• **Directions for this task**: Among the records that follow, set down only the lines from the one containing "Target: metal pole" to the one containing "Target: white facade", both included, exactly.

• **Extracted entries**:
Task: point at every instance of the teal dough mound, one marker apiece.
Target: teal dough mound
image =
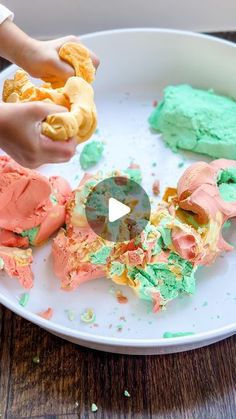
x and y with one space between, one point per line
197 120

---

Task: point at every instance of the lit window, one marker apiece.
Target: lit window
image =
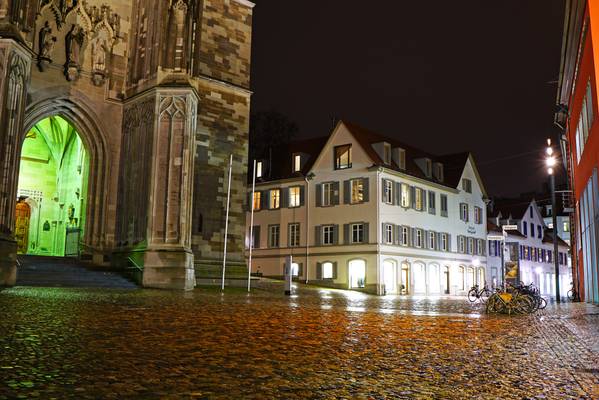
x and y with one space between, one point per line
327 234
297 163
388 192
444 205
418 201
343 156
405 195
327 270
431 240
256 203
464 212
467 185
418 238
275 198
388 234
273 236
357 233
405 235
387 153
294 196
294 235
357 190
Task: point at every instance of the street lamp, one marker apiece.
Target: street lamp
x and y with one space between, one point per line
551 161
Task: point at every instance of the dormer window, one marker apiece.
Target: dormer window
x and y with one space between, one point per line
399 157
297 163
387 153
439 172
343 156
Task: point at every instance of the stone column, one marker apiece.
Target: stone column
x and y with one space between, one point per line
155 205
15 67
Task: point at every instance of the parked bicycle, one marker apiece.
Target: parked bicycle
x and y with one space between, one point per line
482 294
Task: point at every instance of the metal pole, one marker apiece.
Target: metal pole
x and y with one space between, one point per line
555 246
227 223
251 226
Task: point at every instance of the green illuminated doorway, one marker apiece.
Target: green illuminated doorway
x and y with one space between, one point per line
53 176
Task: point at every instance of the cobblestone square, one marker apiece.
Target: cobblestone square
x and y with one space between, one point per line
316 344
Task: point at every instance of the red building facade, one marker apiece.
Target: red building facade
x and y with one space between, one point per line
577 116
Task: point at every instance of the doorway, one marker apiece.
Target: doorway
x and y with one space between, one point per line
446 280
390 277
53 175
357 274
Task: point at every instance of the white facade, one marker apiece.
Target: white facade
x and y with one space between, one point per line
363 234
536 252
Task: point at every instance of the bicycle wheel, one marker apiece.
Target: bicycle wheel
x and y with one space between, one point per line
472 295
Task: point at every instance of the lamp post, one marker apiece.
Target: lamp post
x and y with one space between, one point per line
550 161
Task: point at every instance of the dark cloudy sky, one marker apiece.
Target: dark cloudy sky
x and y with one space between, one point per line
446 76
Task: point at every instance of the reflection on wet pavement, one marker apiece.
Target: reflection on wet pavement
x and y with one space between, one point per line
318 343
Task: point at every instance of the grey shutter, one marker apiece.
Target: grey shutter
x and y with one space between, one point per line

...

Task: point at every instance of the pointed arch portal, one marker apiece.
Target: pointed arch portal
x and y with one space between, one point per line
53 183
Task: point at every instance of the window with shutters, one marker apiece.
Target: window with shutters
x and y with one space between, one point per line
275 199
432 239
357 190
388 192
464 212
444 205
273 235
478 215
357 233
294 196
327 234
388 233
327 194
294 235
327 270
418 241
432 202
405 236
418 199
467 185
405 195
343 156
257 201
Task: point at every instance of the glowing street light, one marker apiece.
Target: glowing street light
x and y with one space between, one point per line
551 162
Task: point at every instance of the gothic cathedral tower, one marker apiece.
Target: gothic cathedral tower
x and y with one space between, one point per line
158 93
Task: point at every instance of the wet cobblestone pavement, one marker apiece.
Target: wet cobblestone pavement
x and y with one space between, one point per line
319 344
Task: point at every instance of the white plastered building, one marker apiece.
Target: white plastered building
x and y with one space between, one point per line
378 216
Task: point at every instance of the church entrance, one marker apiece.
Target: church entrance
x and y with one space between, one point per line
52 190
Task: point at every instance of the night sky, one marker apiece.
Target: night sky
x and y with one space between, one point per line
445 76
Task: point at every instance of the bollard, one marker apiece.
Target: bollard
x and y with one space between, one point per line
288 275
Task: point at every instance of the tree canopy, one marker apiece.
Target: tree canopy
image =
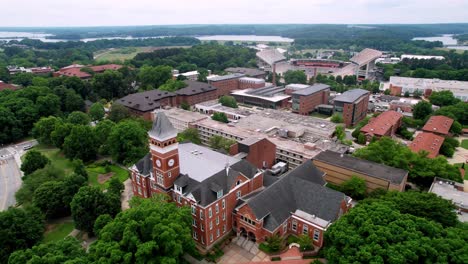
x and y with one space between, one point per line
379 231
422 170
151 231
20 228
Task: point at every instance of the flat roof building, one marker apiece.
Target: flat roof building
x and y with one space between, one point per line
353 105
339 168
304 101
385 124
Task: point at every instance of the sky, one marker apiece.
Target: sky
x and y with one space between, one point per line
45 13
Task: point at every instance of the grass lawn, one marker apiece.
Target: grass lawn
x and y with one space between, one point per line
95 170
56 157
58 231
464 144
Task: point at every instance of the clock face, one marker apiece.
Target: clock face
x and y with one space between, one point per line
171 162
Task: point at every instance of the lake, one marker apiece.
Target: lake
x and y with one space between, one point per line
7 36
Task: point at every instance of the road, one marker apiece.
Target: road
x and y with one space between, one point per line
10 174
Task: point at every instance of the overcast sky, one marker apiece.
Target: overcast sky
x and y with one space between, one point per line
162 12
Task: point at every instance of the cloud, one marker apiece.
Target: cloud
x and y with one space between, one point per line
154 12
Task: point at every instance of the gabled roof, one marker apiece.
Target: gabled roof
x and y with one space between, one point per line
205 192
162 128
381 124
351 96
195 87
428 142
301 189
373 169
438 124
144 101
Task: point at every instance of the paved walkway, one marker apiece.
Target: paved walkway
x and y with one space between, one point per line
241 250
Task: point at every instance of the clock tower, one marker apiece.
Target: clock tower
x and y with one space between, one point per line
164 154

• **Solution to this problem**:
Target: metal pole
x and y with one space between, one point per line
555 246
227 223
251 226
Task: point at every instance of the green illuminated doorway, one marker apiece.
Target: green illuminated doorway
x and y with one space between, one point per line
53 176
Task: point at every instance of the cobblestone square, one marker apiece.
Target: cobblestone square
x and y with one space between, one point per line
316 344
Task: point at every instance of the red building facade, one marker apiece.
Target: red building facade
x and y with one space between, one point per line
577 116
Task: point at every instance of the doorway, one marker apiece.
Target: doorway
x and y with one space between, one point per line
446 280
390 277
53 175
357 274
Task: point at every instance of the white facade, one marker apiece.
Target: white facade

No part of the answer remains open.